- [TASK STATEMENT]
Pictures do not belong in the copy, so please give every entry below again exactly.
------------------------------------------------------------
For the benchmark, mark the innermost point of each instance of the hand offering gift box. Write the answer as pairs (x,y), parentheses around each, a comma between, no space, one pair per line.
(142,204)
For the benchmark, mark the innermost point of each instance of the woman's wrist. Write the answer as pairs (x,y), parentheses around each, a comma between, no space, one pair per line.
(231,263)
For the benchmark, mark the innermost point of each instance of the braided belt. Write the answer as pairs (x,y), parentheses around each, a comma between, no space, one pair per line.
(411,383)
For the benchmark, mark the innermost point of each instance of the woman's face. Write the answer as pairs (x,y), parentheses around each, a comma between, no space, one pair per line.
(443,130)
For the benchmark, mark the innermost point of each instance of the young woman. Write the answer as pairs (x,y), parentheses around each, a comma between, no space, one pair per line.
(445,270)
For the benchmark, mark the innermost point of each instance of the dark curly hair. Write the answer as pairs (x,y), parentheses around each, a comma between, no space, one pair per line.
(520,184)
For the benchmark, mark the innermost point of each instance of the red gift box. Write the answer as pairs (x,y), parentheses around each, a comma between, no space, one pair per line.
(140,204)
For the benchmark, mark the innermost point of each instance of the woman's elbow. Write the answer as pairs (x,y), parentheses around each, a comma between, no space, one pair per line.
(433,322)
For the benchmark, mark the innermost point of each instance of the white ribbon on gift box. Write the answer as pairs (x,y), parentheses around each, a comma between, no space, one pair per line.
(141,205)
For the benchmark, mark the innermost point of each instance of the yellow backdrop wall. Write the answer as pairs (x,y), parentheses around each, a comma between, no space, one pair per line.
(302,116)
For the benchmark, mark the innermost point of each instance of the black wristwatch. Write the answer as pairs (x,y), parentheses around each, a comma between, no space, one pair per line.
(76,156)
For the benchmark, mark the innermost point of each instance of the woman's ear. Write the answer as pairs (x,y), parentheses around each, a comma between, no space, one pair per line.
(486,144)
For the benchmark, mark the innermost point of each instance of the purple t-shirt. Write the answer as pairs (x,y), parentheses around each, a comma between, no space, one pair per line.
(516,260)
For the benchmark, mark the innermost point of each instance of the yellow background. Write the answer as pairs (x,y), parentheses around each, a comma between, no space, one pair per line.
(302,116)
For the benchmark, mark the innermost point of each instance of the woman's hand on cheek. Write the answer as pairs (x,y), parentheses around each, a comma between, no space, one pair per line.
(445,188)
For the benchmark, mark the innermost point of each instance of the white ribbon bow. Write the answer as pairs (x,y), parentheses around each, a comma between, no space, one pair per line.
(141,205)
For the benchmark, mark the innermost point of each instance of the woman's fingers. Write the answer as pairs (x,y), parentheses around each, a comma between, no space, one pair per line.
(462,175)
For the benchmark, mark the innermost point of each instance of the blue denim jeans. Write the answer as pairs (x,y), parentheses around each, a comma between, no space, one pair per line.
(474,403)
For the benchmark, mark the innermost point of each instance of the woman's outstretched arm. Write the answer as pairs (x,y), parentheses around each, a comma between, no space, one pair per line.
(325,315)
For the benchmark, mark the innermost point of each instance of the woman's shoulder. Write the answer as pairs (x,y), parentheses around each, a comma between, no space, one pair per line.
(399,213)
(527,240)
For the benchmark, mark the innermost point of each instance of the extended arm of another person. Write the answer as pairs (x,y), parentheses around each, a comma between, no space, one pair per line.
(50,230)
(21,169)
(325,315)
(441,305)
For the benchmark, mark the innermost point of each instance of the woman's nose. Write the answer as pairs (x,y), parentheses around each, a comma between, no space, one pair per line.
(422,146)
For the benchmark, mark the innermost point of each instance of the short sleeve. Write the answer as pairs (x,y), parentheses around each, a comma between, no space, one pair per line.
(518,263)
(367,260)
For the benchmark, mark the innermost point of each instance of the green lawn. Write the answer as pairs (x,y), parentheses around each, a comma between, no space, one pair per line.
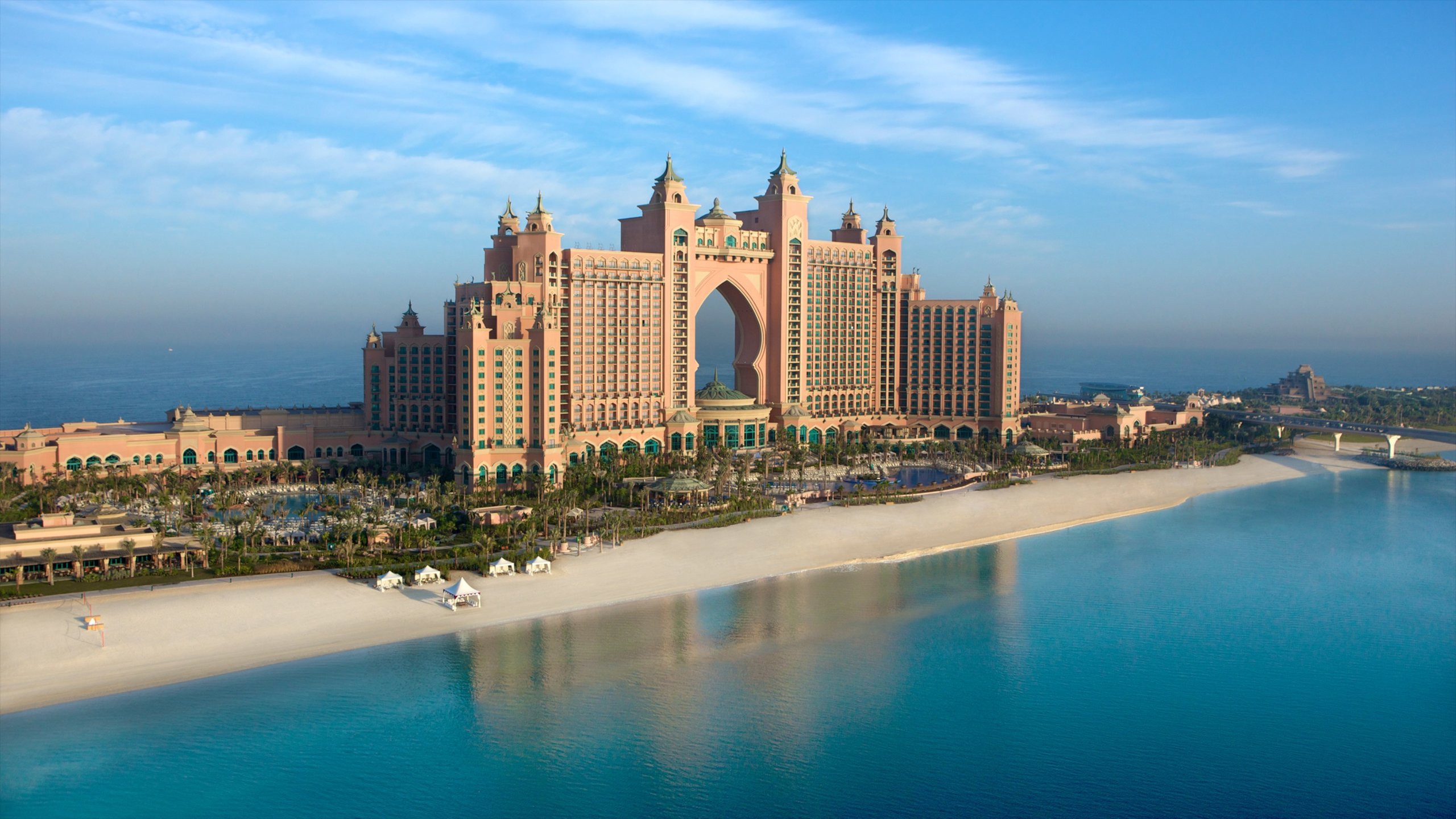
(71,585)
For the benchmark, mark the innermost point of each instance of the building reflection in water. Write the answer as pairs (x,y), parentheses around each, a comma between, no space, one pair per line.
(759,652)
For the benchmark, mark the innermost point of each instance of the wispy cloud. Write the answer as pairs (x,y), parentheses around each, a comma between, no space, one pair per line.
(1263,209)
(428,66)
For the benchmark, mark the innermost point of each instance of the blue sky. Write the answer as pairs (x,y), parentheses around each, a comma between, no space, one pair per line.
(1229,175)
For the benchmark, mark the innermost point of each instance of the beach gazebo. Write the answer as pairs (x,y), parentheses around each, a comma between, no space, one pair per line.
(679,487)
(462,595)
(1028,451)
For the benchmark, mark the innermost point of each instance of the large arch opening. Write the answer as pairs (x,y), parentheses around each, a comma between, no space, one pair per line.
(729,340)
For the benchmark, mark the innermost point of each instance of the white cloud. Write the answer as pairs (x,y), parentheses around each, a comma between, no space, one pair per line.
(1263,209)
(101,165)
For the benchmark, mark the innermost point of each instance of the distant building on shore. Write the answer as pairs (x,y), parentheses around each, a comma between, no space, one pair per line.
(564,353)
(1074,421)
(1111,391)
(1299,385)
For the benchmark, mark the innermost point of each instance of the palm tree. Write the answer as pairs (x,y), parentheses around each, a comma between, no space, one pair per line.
(48,556)
(129,547)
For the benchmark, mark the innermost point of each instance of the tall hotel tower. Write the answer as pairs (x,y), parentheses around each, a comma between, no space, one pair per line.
(564,353)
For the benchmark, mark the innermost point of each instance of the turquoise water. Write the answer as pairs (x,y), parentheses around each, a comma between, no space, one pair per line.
(1283,651)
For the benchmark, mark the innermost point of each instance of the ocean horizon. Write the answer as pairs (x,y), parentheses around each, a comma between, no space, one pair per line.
(1276,651)
(142,382)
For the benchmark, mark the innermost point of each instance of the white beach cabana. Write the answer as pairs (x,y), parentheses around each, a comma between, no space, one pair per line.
(461,594)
------------------------------------------------------------
- [EXERCISE OUTPUT]
For the benchmark, mark the innermost point of each instance of the hand offering gift box. Write the answer as pairs (x,y), parentheses around each, a comma between, no space, one pair per line.
(142,204)
For the benchmark, mark the innermost point of each instance of the woman's wrist. Write the answer as pairs (x,y), parentheses around each, a comma between, no space, one pair per line.
(231,263)
For the benchmark, mark the innermost point of each instance of the braided belt. Write the answer as pairs (x,y), parentheses around each, a comma between, no space, one pair per line.
(411,383)
For the benchmark, mark the innermost point of each instance of the woman's face. Write the answer as pairs (x,y), parentheses around each, a comma between, no space, one pair per line.
(443,130)
For the benchmark, mark the innermost point of each instance of the young woman. Write the answer as pairs (x,y), parentheses around each, a comma between, no space, one pair per line.
(445,270)
For the benchmark, mark the innermost point of each instance of the dark curly hair. Write the answer as pairs (x,y), parentheses around each, a comma between, no space, one pair per line.
(520,184)
For the benchmark, mark the innermost point of each instance of the red gift box. Write the answer as pairs (x,y), parentheses around each, a comma between, no space, one pair per line.
(140,204)
For the benchmark, mark the innermost point of each instance of the woman's elbow. Write the answer as pairs (x,y), parentheses around each, a comma between, no space, one pair per line.
(433,322)
For the benchmark, mark the innermost point of each instance of the white ribbon on gift box. Write the answer as pairs (x,y), parentheses around each, a comma between, no space, one pair per line.
(141,205)
For the benchmark, mark the innermost point of each instance of the yellow backdrop wall. Write the answer as pairs (x,y), parentheses around each, a comma between, no space, one pair per line.
(302,116)
For the benchmark, mark the innermost point of each instance of the black wristwatch. Write the answer as pairs (x,y), parentheses around each, a comma between, no space, one pair per line.
(76,156)
For the benchmark, mark the innermost point of each instance of the woman's ear. Write the answer as pairs (x,y), parentheses around each, a comma between, no space, one pair per line.
(486,144)
For the benchmark, mark the innermost point of each instance of the purple t-shirt. Write the answer as pairs (x,y), parentheses around each, a comma between, no space, one pair per line.
(516,260)
For the benchmark, mark the innermost point of each instance of the yellow background. Write the answer as pairs (x,y), parentheses around each, a comma between, no space, one pair per line.
(302,116)
For the benchmark, mark the innermost point of each instance of the woman's hand on cheek. Write the answer as pairs (x,y), parentheses around each, a comma between, no space, one pair per line.
(445,188)
For the benchmark, mark the innermost point of each instance of the white ribbon bow. Write the answer as pairs (x,y), parentheses around each, a comma between, no space, one pair per line.
(141,205)
For the benchmark, mark the innermost point of each instance of the woman's fingers. Write the answer as pairs (x,y), parentheses around each, a comma between, no space, one pair per line.
(462,175)
For the benchmark, mark the innermost point of each instance of the blue denim jeans. Write the answer as pairs (x,y), parentheses around each, a comma between, no space, one pair per line.
(474,403)
For the benchmark, mark the innermost point of each instance of the woman's outstretched arm. Write the answer as pairs (x,y), parentheses around each, a comma between, no space, one pair per line.
(325,315)
For the benchmark, mark the innermost point of each instance of the woman's shoulder. Write the answer as pairs (x,y), parentheses around each, a comma between, no space, one pair per line.
(399,213)
(527,240)
For the benchmark, mark the innermost point of each instance of the extended arm of another person. Write the answer as pairs (x,y), parentheses around each, a comma between, no space, one pair per line.
(50,230)
(21,169)
(325,315)
(441,305)
For the benchmark, mark the innermost point of each instance of the woman's nose. Write the answer as pairs (x,y), parentheses around each, a comma between, no space, one pair per line.
(422,146)
For the benchmark, mark the innermost point of each instance of the short sleeve. Write the answer as pairs (x,y), parentheses around each, a comma between, no space, one pair per line.
(518,263)
(367,260)
For the benchmark, mark the innermost point of each instance of the green lawn. Write the answer as pairs (x,y), parentheses around each, a comma between, no space, one pair per line.
(71,585)
For the benchmark, mark the innermost point of each instance of the building reflection in water. Write the answer as pairs (x,y), parentheses around each, a comma between, no space, one pair per line.
(759,652)
For the benchmark, mark the innermost point of each instance of the wispy cloud. Write the answer as pairs (x,y), parentheses around each, a comma between, no space, one pair per line.
(1263,209)
(428,66)
For the benchmark, mark the innermost point of each instance of the blue sky. Write the answer as pairs (x,y), parentheses around each, a comma between, no space, one pair per line.
(1229,175)
For the benchmark, mark the innermost point of each instance of the beach gazebo. Write the answer as pairs (x,y), parentheses around each, a comma between, no space, one pair per line.
(679,487)
(462,595)
(1028,451)
For the benchmark, mark the innermost point of each instance of the large arch opening. Write the answer as pairs (x,y), parentheses around each, a comma between, no space, one pair per line.
(729,340)
For the benchmark, mark the innermost point of each instance of the white cloud. Write the answer as pairs (x,y), parentheses around each, a comma between, no space, one pair per line.
(1263,209)
(101,165)
For the benchmark, mark the innermost point of each instance of the distant building on shore. Write the answer as pairs (x,y), parentheses around each, a comma between, no space, one pair per line.
(564,353)
(1074,421)
(1111,391)
(1299,385)
For the benchmark, mark the innermost point of each instance of the palm tree. Write the answer as pairs (x,y), parentheses around each, a comma between, no space, one pair per line.
(48,556)
(129,547)
For the benchmark, mark the innermost point of each instance of the tall hotel tower. Write the answer as pairs (x,y), parentheses around each, a comma between, no space, one pair per line.
(564,353)
For the benchmark, mark the innermost point of each instance of the turquoise water. Write the answer as pairs (x,y), parentheses around each, a comma between, no space, one pair per line.
(1283,651)
For the benchmark, mark the innermost point of each instance of the ocean horizon. Write the answer as pairs (x,y), parentheses around each, a comma between, no space, one pair per line.
(1276,651)
(142,382)
For the benchmark, mark the innermost point of each instance of the white beach cabana. Write the answer as pairs (x,y), parentheses around each, a comma between, no space, one pair per line.
(461,594)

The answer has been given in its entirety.